START Reading passage

The thigh is the portion of the leg between the hip and the knee, skeletally supported by the femur.
The main extensor muscles of the thigh are the quadriceps, whilst the primary flexor muscles are the biceps femoris, semitendinosus and gracilis.
Muscle injuries are among the most common injuries in sports medicine, they are involved in 10 to 30% of all sports injuries, with the leg being one of the most commonly affected areas.
With fracture it is meant an interruption of the bone’s continuity. Fractures occur when a force is applied to the bone capable of overcoming its capacity for resistance.
There are different ways to classify and describe fractures:
– according to the origins of the fracture: traumatic or pathological (typical in elderly people);
– according to the mechanism of the fracture: direct or indirect;
– according to the type of fracture: traverse, oblique, spiral or longitudinal;
– according to the patterns of fractured segments: comminuted or compound;
– according to the extent of damage of the overlying skin: closed or open;
– according to the thickness of the bone exposed to fracture: complete or incomplete;
– according to the fracture’s stability: stable or unstable.

END Reading passage
START Data provided

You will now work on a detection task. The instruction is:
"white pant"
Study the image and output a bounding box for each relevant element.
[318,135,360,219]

END Data provided

_Instructions:_
• A. According to the thigh passage, what percentage of all sports injuries involve muscle injuries?
• B. Resume the thigh passage from its final line and continue it.

_Solved tasks:_
• A. Muscle injuries are involved in 10 to 30% of all sports injuries.

• B.
Typical symptoms in fractures are characterised by pain, rigidity, haematoma and functional limitations in the affected limb.
Diagnosis is usually confirmed with a standard X-ray.
The urgency in treatment is managed at the first aid. Then, it is extremely important to start a personalised rehabilitation treatment.
Femoral fracture rehabilitation
According to the site of rupture we recognize multiple types of femoral fracture (15 according to the classification of Winquist-Hansen) among the most common of the femoral neck, the shaft composed/decomposed/exposed. The quality and duration of rehabilitation treatment is therefore very varied and depends not only on the type of fracture but also on some other variables such as the age of the patient, the expected quality of life (sports goal), the degree of collaboration (number of sessions per week to devote to functional recovery).
The primary goal of rehabilitation is to make the patient independent by acting on the tone-trophic muscle, on the ROM retrieval and loading possibilities. The load must always be decided in consultation with the orthopedic surgeon who has treated the fracture.
The rehabilitation treatment consists in five phases, reaching the goal determines the transition to the next phase.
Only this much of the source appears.